◆ Your assignment
Apart from the pictures, reproduce the data below exactly as it stands.

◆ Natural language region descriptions
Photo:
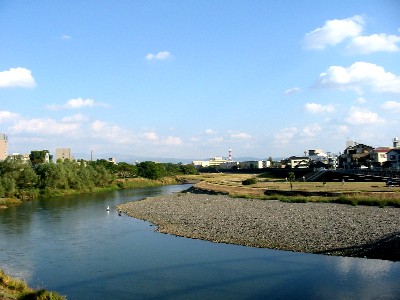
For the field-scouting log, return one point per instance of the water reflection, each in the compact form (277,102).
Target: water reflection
(73,245)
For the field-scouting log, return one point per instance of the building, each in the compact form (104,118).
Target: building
(63,154)
(3,146)
(18,156)
(214,161)
(356,156)
(379,156)
(254,164)
(393,156)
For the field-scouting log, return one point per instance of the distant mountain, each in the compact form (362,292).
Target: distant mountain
(133,158)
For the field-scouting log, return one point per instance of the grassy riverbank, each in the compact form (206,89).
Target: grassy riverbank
(12,288)
(129,183)
(353,193)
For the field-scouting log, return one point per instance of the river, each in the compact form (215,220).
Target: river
(74,246)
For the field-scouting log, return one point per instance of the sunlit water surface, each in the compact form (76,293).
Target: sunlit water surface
(74,246)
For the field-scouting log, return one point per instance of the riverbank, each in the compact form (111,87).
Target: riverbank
(12,289)
(328,228)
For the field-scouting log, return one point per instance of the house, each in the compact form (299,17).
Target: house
(298,162)
(393,156)
(379,156)
(356,156)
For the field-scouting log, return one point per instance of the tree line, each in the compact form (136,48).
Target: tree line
(39,175)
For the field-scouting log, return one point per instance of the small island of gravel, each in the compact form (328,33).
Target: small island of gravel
(333,229)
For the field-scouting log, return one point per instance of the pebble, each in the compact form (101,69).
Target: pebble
(303,227)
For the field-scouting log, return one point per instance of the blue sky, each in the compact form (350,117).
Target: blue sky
(191,79)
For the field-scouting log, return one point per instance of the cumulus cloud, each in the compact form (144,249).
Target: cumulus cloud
(107,131)
(210,131)
(76,104)
(150,135)
(316,108)
(333,32)
(75,118)
(43,127)
(361,116)
(311,130)
(66,37)
(17,77)
(285,135)
(374,43)
(173,141)
(292,91)
(239,135)
(393,106)
(358,76)
(159,56)
(7,116)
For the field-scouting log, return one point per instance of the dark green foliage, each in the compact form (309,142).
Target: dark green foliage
(249,181)
(151,170)
(24,180)
(38,157)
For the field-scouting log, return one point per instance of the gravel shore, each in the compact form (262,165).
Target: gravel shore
(334,229)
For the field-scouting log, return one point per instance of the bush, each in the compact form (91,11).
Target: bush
(249,181)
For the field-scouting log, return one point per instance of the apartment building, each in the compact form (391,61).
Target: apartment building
(3,146)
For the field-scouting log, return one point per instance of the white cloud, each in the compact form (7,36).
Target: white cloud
(392,106)
(76,104)
(173,141)
(43,127)
(7,116)
(361,116)
(361,100)
(311,130)
(360,75)
(210,131)
(284,136)
(333,32)
(107,132)
(159,56)
(66,37)
(150,135)
(75,118)
(17,77)
(216,140)
(341,129)
(239,135)
(292,91)
(316,108)
(374,43)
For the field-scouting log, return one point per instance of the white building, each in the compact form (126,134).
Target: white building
(63,154)
(3,146)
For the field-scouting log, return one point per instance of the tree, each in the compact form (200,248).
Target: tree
(291,179)
(150,170)
(39,157)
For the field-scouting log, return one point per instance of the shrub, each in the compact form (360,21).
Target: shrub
(249,181)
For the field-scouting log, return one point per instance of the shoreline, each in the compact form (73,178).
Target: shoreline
(323,228)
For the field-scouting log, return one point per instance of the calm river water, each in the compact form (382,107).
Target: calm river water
(74,246)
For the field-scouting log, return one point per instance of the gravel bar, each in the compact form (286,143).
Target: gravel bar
(334,229)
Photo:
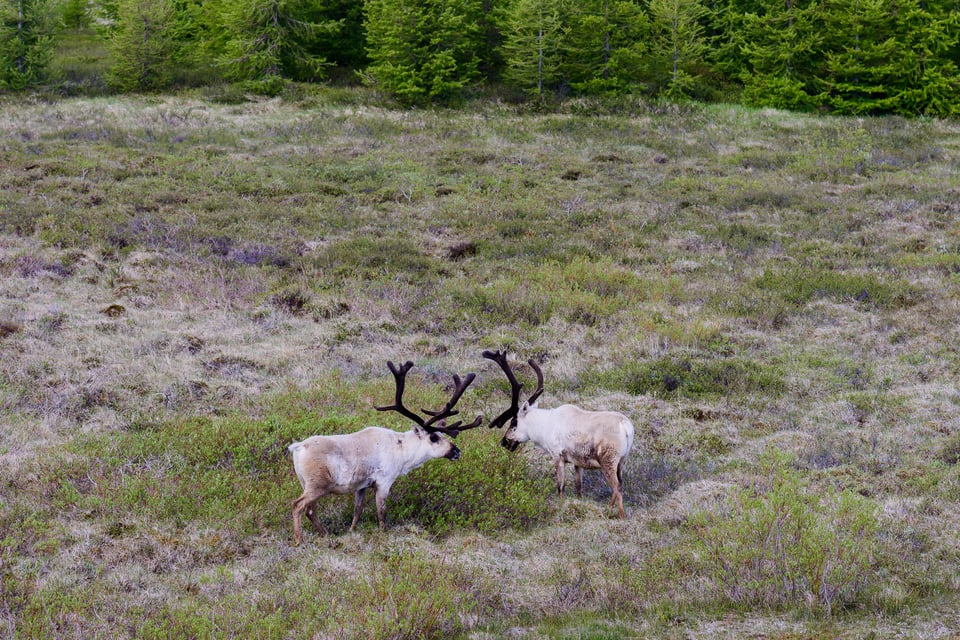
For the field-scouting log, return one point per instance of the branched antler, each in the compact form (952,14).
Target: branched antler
(500,357)
(436,422)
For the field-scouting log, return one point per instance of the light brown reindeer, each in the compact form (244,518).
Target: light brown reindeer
(373,457)
(589,439)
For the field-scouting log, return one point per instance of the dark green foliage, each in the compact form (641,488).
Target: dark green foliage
(267,41)
(423,50)
(143,45)
(26,42)
(533,35)
(488,490)
(75,15)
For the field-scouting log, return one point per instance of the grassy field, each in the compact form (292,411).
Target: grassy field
(190,283)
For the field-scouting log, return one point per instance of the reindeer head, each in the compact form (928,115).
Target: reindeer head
(515,434)
(428,430)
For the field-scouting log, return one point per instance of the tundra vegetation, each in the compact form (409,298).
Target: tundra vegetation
(188,285)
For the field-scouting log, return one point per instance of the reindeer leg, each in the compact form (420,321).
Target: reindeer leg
(303,504)
(312,514)
(558,463)
(382,493)
(357,507)
(611,471)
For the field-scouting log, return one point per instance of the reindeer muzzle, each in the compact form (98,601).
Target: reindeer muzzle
(509,445)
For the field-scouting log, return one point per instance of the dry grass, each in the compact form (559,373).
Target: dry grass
(738,282)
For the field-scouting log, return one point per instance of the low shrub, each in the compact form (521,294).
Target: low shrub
(784,544)
(799,286)
(691,375)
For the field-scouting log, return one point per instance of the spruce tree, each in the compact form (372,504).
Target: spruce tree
(886,56)
(779,48)
(423,50)
(678,52)
(267,41)
(26,42)
(142,46)
(604,42)
(533,43)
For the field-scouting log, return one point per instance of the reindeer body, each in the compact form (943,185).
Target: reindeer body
(587,439)
(354,462)
(373,457)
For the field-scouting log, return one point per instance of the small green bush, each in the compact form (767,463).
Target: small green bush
(788,545)
(487,490)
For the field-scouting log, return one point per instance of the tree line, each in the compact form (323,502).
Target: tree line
(841,56)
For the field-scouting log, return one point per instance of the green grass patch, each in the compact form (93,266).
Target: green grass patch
(798,286)
(787,544)
(692,375)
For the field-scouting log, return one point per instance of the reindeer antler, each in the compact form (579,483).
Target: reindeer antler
(436,417)
(500,357)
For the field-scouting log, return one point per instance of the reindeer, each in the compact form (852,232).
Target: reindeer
(374,456)
(588,439)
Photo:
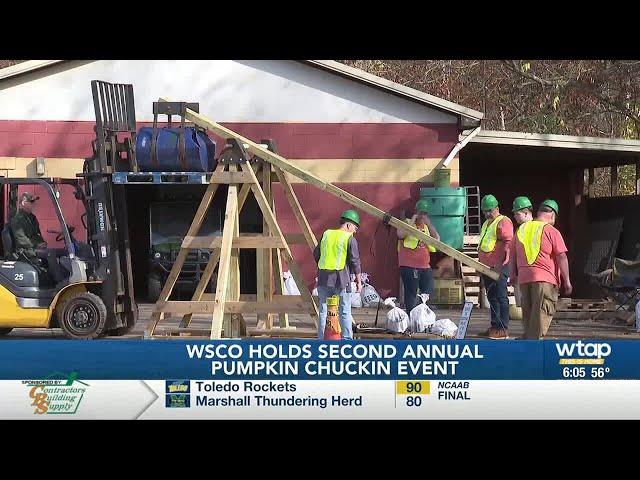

◆ Written answer
Photo:
For the field-scouting log, return one point per instance of the water reflection, each in the compact form (277,102).
Target: water reflection
(73,245)
For the field-scouting log, return one point per instance of the building, each in the compact form (104,118).
Target: building
(63,154)
(3,146)
(18,156)
(214,161)
(356,156)
(379,156)
(254,164)
(393,156)
For the field-scouting log, return one point per instance of the distant mountain, each in the compact form (362,292).
Target: distant mountain
(133,158)
For the field-scouting log, return one point per instance of the grassy riverbank, each in the compact form (206,89).
Target: grassy riverbank
(12,288)
(129,183)
(353,193)
For the field-scouting log, return one point per instance of the river, each in the compact form (215,220).
Target: river
(74,246)
For the field-scouting log, return one point per instance of the sunlit water surface, each in the compact form (76,293).
Target: sunlit water surface
(74,246)
For the field-scouting log, return one point per instance of the riverbank, each in the compact form (111,87).
Target: riverbank
(12,289)
(328,228)
For the field-scouting log, return one point per instance of the house, each in the compact form (299,17).
Target: house
(298,162)
(393,156)
(379,156)
(356,156)
For the field-scouting log, return one point per instance of the tree line, each in the compact form (136,48).
Target: tree line
(39,175)
For the field-scouting log, return one point per instance of the small island of gravel, each in the compact form (328,33).
Target: small island of gravel
(333,229)
For the field-scouting log, return one point per instance of the pebble, each in the compact form (101,69).
Target: pebble
(303,227)
For the field-scouting log, return one point per instance of the blue sky, each in the compact form (350,117).
Target: blue sky
(191,79)
For the field-scouting log, return one point per instance of the cumulus cloud, each in the compact form (144,249).
Target: cumulus cloud
(107,131)
(210,131)
(76,104)
(150,135)
(316,108)
(333,32)
(75,118)
(43,127)
(361,116)
(311,130)
(66,37)
(17,77)
(285,135)
(374,43)
(173,141)
(292,91)
(239,135)
(393,106)
(358,76)
(159,56)
(7,116)
For the field-scouting log, return one point per instance of the dark green foliage, each in the compact form (309,142).
Target: dark green foliage
(249,181)
(151,170)
(24,180)
(38,157)
For the field-scouting log, return one point per instance of the gravel shore, each in the compact form (262,165).
Target: gravel shore
(334,229)
For the field-scouting log, return one point per instance of the bush, each in the compact form (91,11).
Target: bush
(249,181)
For the field-scouting log, return one point per instance of the apartment building, each in the compact form (391,61).
Target: apartment building
(3,146)
For the field-scouting log, return one point per instance of the white cloud, each in the compact form (7,36).
Target: white cloud
(392,106)
(76,104)
(173,141)
(43,127)
(7,116)
(361,116)
(361,100)
(311,130)
(360,75)
(210,131)
(284,136)
(333,32)
(107,132)
(159,56)
(66,37)
(150,135)
(75,118)
(17,77)
(216,140)
(341,129)
(239,135)
(292,91)
(316,108)
(374,43)
For the field-scouting log, return one point per instance of the white building, each in the compact form (126,134).
Target: white building
(63,154)
(3,146)
For the field-scouting log, return one point per instance of the tree, each in the compact form (200,248).
Target: tree
(291,179)
(150,170)
(39,157)
For the field-scouting log, return one point per instance of the shrub, each in the compact form (360,21).
Target: shrub
(249,181)
For the field-scouting log, return one point per instance of the shoreline, each in the compact form (73,178).
Target: shoreline
(323,228)
For the field-scouting log, return one point per instance of the calm river water, each in the compact form (382,107).
Target: calm river water
(74,246)
For the field-scouting log, return one point per instance of the gravel bar, each in the compact form (286,143).
Target: gravel bar
(334,229)
Photo:
For the field-scouting log, return one point per instance of the branched antler, each in the compact form (952,14).
Target: branched antler
(500,357)
(436,422)
For the field-scouting log, return one point per instance of the light brown reindeer, each in the compact form (244,518).
Target: light brown reindeer
(373,457)
(589,439)
For the field-scouting log, return one point per instance of the dark green foliage, each in the compact form (641,488).
Target: dark green foliage
(267,41)
(423,50)
(143,45)
(26,42)
(533,35)
(488,490)
(75,15)
For the field-scouting log, return one point per instance of the grassy field, each in the compact form (292,411).
Target: grassy field
(190,283)
For the field-scouting log, return one point per instance of the reindeer head, each in the compact form (928,115).
Target: reindeer head
(515,434)
(428,430)
For the field-scouting log, return one point per instance of the tundra vegetation, each in the compact form (409,298).
Target: tundra vegetation
(188,285)
For the field-scouting log, return one point per instance of the reindeer leg, each in the compact form (420,321).
Target: reindeer leg
(303,504)
(312,514)
(558,463)
(382,493)
(357,507)
(611,471)
For the field-scouting log, return one point per instance of the reindeer muzzle, each in the compact form (98,601).
Target: reindeer muzzle
(509,445)
For the field-scouting log, return one point per instance of the dry grass, each in the compact form (559,373).
Target: dry grass
(738,282)
For the field-scouting log, return one point per instance of the low shrub, each in the compact form (521,294).
Target: low shrub
(784,544)
(799,286)
(691,375)
For the field-scouting log, return one point per instance of the spruce tree, each in the compact form (372,504).
Target: spruce tree
(886,56)
(779,48)
(423,50)
(678,52)
(267,41)
(26,42)
(142,46)
(604,42)
(533,43)
For the field-scouting log, return one point per instance of the reindeer body, each in the compact form (943,185).
Target: reindeer body
(587,439)
(354,462)
(373,457)
For the field-scouting log, return one point per instance of the small green bush, each in the compact form (767,463).
Target: small green bush
(788,545)
(487,490)
For the field-scouting log, return one point per instance of the tree line, each in the compact form (323,502).
Target: tree line
(841,56)
For the field-scouting log, return one point per instance of the green grass patch, each in the compact form (93,266).
Target: green grass patch
(798,286)
(787,544)
(692,375)
For the field-scouting log, return one point per instance of the reindeer antler, each in the compact form (579,483).
Target: reindeer antler
(436,417)
(500,357)
For the field-scouting log, return one point per instance of the reindeer, each in the compact form (852,232).
Target: reindeer
(374,456)
(588,439)
Photo:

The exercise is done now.